## WHAT THE TASK ASKS
Reproduce the items from the line with "Exercise. Point out the black" to the line with "[(223, 25), (179, 69)]", switching "marker" to "dot" and keeping everything else unchanged.

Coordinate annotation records
|---|
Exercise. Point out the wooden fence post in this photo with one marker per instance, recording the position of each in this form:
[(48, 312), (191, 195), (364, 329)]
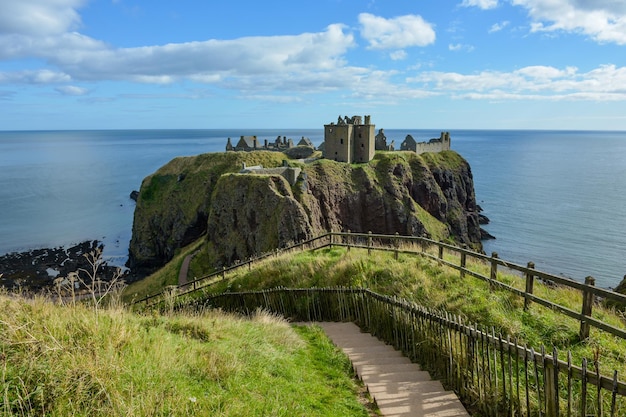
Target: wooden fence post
[(463, 261), (587, 307), (551, 378), (530, 282), (494, 269), (396, 243)]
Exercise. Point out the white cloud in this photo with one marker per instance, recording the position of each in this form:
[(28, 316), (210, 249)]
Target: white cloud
[(482, 4), (39, 17), (82, 58), (71, 90), (497, 27), (457, 47), (602, 20), (532, 83), (34, 77), (398, 55), (396, 33)]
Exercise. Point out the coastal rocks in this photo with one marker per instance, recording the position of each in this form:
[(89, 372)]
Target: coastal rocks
[(35, 270)]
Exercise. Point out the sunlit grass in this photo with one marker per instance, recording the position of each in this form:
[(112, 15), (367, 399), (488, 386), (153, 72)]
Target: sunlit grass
[(61, 361), (431, 284)]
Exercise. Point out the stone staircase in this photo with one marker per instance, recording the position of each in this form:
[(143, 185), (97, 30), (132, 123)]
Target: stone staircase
[(399, 387)]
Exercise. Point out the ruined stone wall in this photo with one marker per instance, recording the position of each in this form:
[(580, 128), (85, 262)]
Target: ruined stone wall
[(338, 142)]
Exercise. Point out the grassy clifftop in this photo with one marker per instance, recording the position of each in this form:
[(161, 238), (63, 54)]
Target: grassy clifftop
[(172, 208), (61, 361), (243, 215)]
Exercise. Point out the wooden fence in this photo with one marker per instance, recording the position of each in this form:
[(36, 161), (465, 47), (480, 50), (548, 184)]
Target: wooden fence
[(493, 376), (460, 259)]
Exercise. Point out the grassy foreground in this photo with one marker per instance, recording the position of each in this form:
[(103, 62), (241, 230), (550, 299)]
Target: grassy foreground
[(61, 360), (438, 287)]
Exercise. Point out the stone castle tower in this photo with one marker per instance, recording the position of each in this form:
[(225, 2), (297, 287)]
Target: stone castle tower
[(350, 140)]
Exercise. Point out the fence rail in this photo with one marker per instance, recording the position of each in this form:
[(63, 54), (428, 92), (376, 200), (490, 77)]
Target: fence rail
[(393, 243), (492, 375)]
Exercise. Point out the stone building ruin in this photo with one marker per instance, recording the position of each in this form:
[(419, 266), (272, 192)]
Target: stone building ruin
[(352, 140), (252, 143)]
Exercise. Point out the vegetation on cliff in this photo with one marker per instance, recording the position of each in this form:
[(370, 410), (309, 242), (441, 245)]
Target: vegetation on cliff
[(244, 215), (61, 360), (173, 203)]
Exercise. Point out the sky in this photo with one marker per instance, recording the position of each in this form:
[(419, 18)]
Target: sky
[(420, 64)]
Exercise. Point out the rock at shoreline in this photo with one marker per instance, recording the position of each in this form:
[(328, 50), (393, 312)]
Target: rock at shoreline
[(485, 235), (36, 270)]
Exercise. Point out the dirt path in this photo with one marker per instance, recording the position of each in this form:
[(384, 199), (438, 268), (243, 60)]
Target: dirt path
[(399, 387)]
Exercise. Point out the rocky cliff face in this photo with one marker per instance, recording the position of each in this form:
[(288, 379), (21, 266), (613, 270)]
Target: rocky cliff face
[(243, 215)]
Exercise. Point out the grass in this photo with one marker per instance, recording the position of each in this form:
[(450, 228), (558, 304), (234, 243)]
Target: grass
[(58, 361), (438, 287)]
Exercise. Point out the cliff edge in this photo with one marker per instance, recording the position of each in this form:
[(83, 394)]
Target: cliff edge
[(431, 194)]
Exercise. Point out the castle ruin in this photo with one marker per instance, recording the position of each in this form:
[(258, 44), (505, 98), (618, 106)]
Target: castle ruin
[(353, 141), (350, 140)]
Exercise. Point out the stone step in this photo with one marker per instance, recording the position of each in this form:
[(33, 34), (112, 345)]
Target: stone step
[(399, 387)]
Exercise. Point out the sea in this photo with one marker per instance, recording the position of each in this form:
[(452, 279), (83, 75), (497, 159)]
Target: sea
[(556, 198)]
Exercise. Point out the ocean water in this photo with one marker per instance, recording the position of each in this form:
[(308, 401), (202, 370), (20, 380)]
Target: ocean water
[(556, 198)]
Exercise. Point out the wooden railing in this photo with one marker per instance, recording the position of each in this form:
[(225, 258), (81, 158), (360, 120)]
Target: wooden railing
[(492, 375), (460, 260)]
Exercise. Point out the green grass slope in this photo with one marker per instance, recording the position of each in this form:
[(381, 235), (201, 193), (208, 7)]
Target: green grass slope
[(61, 361), (438, 287)]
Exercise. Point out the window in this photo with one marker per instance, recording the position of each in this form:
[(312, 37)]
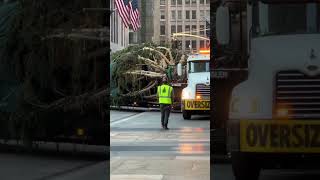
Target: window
[(187, 29), (179, 14), (194, 44), (162, 30), (173, 29), (194, 14), (187, 14), (202, 44), (162, 15), (179, 28), (187, 44), (202, 14), (173, 14), (194, 29), (202, 30)]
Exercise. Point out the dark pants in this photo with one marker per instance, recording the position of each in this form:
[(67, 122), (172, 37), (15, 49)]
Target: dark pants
[(165, 113)]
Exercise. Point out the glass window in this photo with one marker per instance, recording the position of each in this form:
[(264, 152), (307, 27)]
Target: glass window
[(194, 44), (202, 30), (179, 28), (202, 14), (179, 14), (187, 14), (194, 14), (162, 30), (187, 29), (162, 14), (173, 14), (202, 44), (187, 44), (173, 29), (194, 29)]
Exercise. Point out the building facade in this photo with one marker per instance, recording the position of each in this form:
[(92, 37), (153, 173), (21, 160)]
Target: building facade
[(181, 16), (119, 34)]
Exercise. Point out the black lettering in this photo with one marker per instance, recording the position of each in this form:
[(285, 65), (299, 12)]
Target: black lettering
[(251, 135), (274, 134), (194, 105), (298, 137), (201, 104), (284, 136), (315, 138), (307, 135), (263, 134)]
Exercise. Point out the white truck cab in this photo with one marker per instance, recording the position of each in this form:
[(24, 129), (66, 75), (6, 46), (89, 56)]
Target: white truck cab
[(195, 97)]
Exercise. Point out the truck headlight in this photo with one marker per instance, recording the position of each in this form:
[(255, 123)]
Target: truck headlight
[(186, 95), (244, 105)]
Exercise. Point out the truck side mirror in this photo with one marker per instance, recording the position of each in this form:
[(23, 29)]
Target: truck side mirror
[(223, 25), (179, 69)]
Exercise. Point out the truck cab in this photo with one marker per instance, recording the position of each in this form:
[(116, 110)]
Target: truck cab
[(195, 97), (273, 115)]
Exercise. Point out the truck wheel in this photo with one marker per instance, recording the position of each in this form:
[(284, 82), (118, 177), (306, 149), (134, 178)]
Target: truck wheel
[(244, 166), (186, 114)]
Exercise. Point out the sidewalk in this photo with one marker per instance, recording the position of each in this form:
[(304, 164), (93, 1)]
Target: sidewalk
[(160, 168)]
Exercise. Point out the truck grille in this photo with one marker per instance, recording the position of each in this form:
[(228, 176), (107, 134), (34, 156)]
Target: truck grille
[(203, 90), (299, 94)]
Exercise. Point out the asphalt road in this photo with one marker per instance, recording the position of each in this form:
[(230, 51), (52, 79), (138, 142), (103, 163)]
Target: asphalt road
[(223, 171), (141, 150), (47, 164)]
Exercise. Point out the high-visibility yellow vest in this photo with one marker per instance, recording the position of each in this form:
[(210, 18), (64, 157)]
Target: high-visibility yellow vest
[(164, 94)]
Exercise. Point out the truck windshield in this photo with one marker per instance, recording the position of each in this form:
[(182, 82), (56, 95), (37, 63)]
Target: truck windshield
[(198, 66), (285, 18)]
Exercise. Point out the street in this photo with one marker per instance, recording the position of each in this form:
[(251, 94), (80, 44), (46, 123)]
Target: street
[(223, 171), (47, 164), (141, 150)]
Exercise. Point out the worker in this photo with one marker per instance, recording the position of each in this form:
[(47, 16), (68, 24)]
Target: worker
[(165, 95)]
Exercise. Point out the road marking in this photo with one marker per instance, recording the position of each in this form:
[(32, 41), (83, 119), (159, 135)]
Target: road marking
[(193, 158), (136, 177), (126, 119)]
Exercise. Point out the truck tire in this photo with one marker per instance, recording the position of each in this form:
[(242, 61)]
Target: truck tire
[(244, 166), (186, 114)]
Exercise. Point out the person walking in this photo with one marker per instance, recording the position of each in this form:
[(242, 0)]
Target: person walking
[(165, 95)]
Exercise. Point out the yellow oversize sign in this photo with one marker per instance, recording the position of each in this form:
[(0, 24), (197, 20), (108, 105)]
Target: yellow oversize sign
[(280, 136), (197, 105)]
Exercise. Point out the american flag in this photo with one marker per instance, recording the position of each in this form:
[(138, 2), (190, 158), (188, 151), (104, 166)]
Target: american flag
[(129, 13)]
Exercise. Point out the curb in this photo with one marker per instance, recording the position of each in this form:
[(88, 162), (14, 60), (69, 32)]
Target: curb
[(139, 109), (221, 159)]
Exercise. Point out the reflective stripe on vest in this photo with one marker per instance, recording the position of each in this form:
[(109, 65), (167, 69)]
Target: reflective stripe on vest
[(164, 93)]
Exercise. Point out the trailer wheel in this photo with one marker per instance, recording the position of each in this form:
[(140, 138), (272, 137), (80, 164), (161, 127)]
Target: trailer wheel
[(244, 166), (186, 114)]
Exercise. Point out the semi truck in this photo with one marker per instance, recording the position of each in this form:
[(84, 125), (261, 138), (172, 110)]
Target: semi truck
[(266, 93), (195, 98)]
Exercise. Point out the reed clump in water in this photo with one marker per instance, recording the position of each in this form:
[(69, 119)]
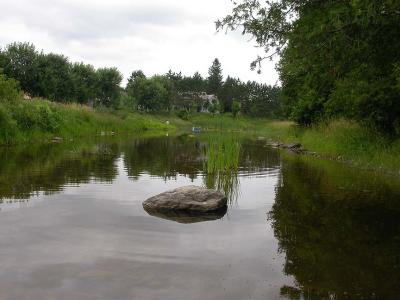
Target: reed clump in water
|---|
## SOLUTION FOR THIS EXERCISE
Exercise. Point out the black lettering in this photo with one dot per instance, recording the position of each in this form:
[(285, 65), (299, 12)]
Target: black lettering
[(251, 135), (274, 134), (194, 105), (298, 137), (201, 104), (284, 136), (315, 138), (307, 135), (263, 134)]
Exercise. Point out the white truck cab in this photo with one dot per instance, recording the position of each in this form:
[(24, 129), (66, 75), (6, 46), (89, 56)]
Target: white truck cab
[(195, 97)]
Exercise. Point out the truck headlight in this photo with one dot per instance, recording the position of each in this form:
[(255, 123)]
Target: truck headlight
[(186, 95), (244, 105)]
Exercise. Point out the truck side mirror in this photo with one dot per instance, recording the position of each in this form:
[(23, 29)]
Target: truck side mirror
[(223, 25), (179, 69)]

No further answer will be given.